### Directive
Reproduce each of the rows below line for line without changing anything, but leave the pictures out of your answer.

---------- Supplied information ----------

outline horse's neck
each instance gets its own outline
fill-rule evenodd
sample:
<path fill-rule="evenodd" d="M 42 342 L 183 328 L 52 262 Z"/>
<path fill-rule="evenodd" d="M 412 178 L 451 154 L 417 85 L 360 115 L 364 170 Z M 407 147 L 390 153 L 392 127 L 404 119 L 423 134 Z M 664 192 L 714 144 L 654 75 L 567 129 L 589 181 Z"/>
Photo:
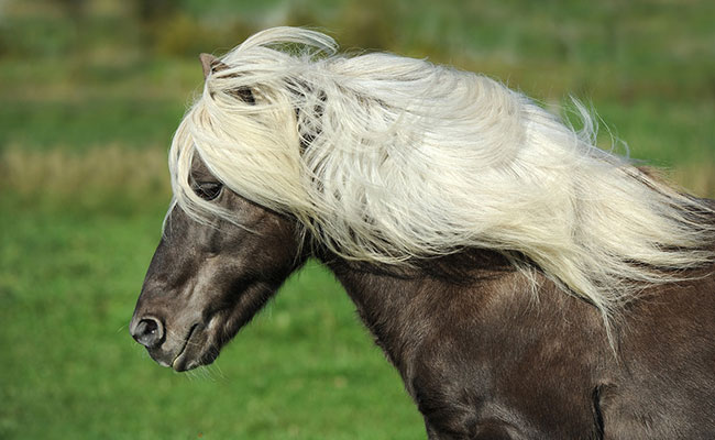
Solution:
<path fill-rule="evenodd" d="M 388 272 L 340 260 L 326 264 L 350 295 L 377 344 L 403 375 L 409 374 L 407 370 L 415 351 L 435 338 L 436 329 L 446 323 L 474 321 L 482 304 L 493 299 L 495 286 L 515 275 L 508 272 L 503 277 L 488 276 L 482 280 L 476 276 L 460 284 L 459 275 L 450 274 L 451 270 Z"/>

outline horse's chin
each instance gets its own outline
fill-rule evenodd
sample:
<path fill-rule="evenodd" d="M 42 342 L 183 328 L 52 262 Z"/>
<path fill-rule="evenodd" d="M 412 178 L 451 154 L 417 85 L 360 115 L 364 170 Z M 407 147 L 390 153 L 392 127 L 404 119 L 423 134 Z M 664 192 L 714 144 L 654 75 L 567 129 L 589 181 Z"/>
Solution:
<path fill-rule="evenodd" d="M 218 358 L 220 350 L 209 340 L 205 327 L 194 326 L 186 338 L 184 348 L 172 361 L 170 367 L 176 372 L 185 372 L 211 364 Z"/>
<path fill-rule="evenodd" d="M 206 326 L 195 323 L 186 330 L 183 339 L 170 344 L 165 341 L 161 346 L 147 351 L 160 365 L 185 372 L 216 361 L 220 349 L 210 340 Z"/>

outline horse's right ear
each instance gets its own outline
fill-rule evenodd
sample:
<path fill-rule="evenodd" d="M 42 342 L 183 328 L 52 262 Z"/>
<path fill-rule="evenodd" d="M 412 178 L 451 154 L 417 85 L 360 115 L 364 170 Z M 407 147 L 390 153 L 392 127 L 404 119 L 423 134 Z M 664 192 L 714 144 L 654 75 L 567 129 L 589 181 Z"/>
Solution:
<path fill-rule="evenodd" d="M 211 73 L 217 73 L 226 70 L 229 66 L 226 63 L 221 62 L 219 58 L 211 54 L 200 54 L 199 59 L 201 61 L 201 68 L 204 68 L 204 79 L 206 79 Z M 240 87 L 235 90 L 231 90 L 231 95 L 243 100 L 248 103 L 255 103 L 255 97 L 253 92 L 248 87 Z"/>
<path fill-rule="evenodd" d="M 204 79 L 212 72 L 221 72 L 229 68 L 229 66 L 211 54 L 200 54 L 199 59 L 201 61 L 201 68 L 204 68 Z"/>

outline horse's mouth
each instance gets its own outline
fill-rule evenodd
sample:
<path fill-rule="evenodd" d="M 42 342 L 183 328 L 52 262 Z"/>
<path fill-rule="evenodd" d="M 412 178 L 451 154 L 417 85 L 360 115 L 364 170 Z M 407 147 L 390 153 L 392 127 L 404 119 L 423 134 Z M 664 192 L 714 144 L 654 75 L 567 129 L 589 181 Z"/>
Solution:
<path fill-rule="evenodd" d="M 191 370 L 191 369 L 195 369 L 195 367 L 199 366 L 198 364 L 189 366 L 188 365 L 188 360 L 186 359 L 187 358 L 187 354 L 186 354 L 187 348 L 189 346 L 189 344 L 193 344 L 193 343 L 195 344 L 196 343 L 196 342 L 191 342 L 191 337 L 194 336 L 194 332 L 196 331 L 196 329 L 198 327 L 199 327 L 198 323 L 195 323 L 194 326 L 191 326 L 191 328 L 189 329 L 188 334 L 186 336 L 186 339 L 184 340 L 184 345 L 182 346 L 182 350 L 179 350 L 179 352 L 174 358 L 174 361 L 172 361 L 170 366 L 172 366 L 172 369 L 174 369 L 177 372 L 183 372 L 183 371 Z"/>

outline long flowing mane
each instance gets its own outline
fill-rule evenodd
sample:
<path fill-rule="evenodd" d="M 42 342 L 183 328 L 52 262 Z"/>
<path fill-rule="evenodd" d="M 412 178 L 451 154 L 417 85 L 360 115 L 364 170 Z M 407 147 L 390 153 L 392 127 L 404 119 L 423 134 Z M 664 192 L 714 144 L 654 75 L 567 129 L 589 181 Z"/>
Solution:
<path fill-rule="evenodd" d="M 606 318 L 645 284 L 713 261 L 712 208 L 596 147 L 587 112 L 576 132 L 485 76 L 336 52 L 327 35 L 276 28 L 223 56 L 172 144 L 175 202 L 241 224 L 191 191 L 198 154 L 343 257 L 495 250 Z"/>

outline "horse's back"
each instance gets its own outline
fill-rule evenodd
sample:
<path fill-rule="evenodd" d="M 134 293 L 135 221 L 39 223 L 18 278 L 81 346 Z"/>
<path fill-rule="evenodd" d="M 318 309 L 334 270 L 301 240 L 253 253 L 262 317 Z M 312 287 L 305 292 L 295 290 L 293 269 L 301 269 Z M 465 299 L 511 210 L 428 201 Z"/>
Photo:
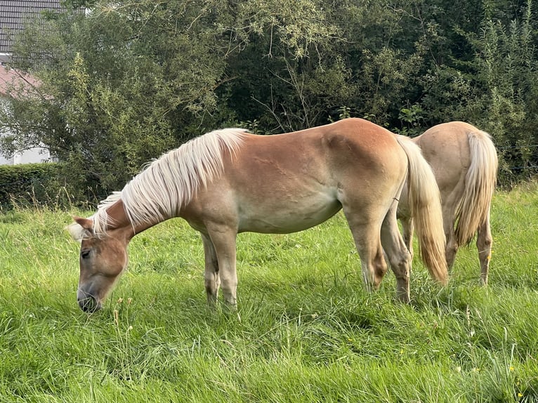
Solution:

----------

### Complete response
outline horse's neck
each instance gets its own outline
fill-rule evenodd
sample:
<path fill-rule="evenodd" d="M 42 342 L 183 328 L 52 262 Z"/>
<path fill-rule="evenodd" d="M 412 178 L 451 154 L 417 85 L 360 115 L 364 170 Z M 407 147 L 390 153 L 392 127 L 404 119 L 423 134 Z M 664 192 L 714 144 L 654 75 L 567 129 L 589 181 Z"/>
Photo:
Solution:
<path fill-rule="evenodd" d="M 388 272 L 340 260 L 326 264 L 350 295 L 377 344 L 403 375 L 409 374 L 407 370 L 415 351 L 435 338 L 436 329 L 446 323 L 474 321 L 482 304 L 493 299 L 495 286 L 515 275 L 508 272 L 503 277 L 488 276 L 482 280 L 476 276 L 460 284 L 459 275 L 450 274 L 451 270 Z"/>

outline horse's chin
each instance gets its own outline
fill-rule evenodd
sample:
<path fill-rule="evenodd" d="M 42 342 L 183 328 L 52 262 Z"/>
<path fill-rule="evenodd" d="M 412 178 L 451 154 L 417 85 L 360 115 L 364 170 Z M 407 147 L 390 153 L 392 127 L 404 119 L 423 134 Z M 664 192 L 714 144 L 654 75 L 567 129 L 589 181 Z"/>
Solution:
<path fill-rule="evenodd" d="M 218 358 L 220 350 L 209 340 L 205 327 L 194 326 L 186 338 L 184 348 L 172 361 L 170 367 L 176 372 L 185 372 L 211 364 Z"/>
<path fill-rule="evenodd" d="M 206 326 L 195 323 L 186 330 L 183 339 L 170 344 L 165 341 L 161 346 L 147 351 L 160 365 L 185 372 L 216 361 L 220 349 L 210 340 Z"/>

outline horse's right ear
each instance gets its own outline
fill-rule evenodd
sample:
<path fill-rule="evenodd" d="M 42 342 L 183 328 L 52 262 Z"/>
<path fill-rule="evenodd" d="M 412 178 L 451 154 L 417 85 L 360 115 L 364 170 Z M 407 147 L 390 153 L 392 127 L 404 119 L 423 134 Z M 664 192 L 714 144 L 654 75 L 567 129 L 589 181 Z"/>
Solution:
<path fill-rule="evenodd" d="M 211 73 L 217 73 L 226 70 L 229 66 L 226 63 L 221 62 L 219 58 L 211 54 L 200 54 L 199 59 L 201 61 L 201 68 L 204 68 L 204 79 L 206 79 Z M 240 87 L 235 90 L 231 90 L 231 95 L 243 100 L 248 103 L 255 103 L 255 97 L 253 92 L 248 87 Z"/>
<path fill-rule="evenodd" d="M 204 79 L 212 72 L 221 72 L 229 68 L 229 66 L 211 54 L 200 54 L 199 59 L 201 61 L 201 68 L 204 68 Z"/>

outline horse's mouth
each instance gets its own outline
fill-rule evenodd
sample:
<path fill-rule="evenodd" d="M 42 342 L 183 328 L 52 262 Z"/>
<path fill-rule="evenodd" d="M 412 178 L 451 154 L 417 85 L 360 115 L 364 170 Z M 407 147 L 390 153 L 392 127 L 404 119 L 423 134 Z M 664 192 L 714 144 L 654 75 L 567 129 L 589 181 Z"/>
Solution:
<path fill-rule="evenodd" d="M 191 370 L 191 369 L 195 369 L 195 367 L 199 366 L 198 364 L 189 366 L 188 365 L 188 360 L 186 359 L 187 358 L 187 354 L 186 354 L 187 348 L 189 346 L 189 344 L 193 344 L 193 343 L 195 344 L 196 343 L 196 342 L 191 342 L 191 337 L 194 336 L 194 332 L 196 331 L 196 329 L 198 327 L 199 327 L 198 323 L 195 323 L 194 326 L 191 326 L 191 328 L 189 329 L 188 334 L 186 336 L 186 339 L 184 340 L 184 345 L 182 346 L 182 350 L 179 350 L 179 352 L 174 358 L 174 361 L 172 361 L 170 366 L 172 366 L 172 369 L 174 369 L 177 372 L 183 372 L 183 371 Z"/>

outline long flowing mane
each instance gets its own outline
fill-rule evenodd
sample:
<path fill-rule="evenodd" d="M 42 342 L 183 328 L 52 262 Z"/>
<path fill-rule="evenodd" d="M 412 178 L 451 154 L 417 85 L 360 115 L 364 170 Z M 407 147 L 390 153 L 392 127 L 404 119 L 423 134 Z M 664 192 L 714 144 L 654 75 L 567 129 L 589 181 Z"/>
Solution:
<path fill-rule="evenodd" d="M 606 318 L 645 284 L 713 261 L 712 208 L 596 147 L 587 112 L 576 132 L 485 76 L 336 52 L 327 35 L 276 28 L 223 56 L 172 144 L 175 202 L 241 224 L 191 191 L 198 154 L 343 257 L 495 250 Z"/>

outline "horse's back"
each instance gets its own outline
fill-rule evenodd
sample:
<path fill-rule="evenodd" d="M 134 293 L 135 221 L 39 223 L 18 278 L 81 346 Z"/>
<path fill-rule="evenodd" d="M 318 309 L 334 270 L 301 240 L 253 253 L 262 317 Z M 312 287 L 305 292 L 295 290 L 293 269 L 301 269 Z M 465 299 L 511 210 L 428 201 Z"/>
Photo:
Solution:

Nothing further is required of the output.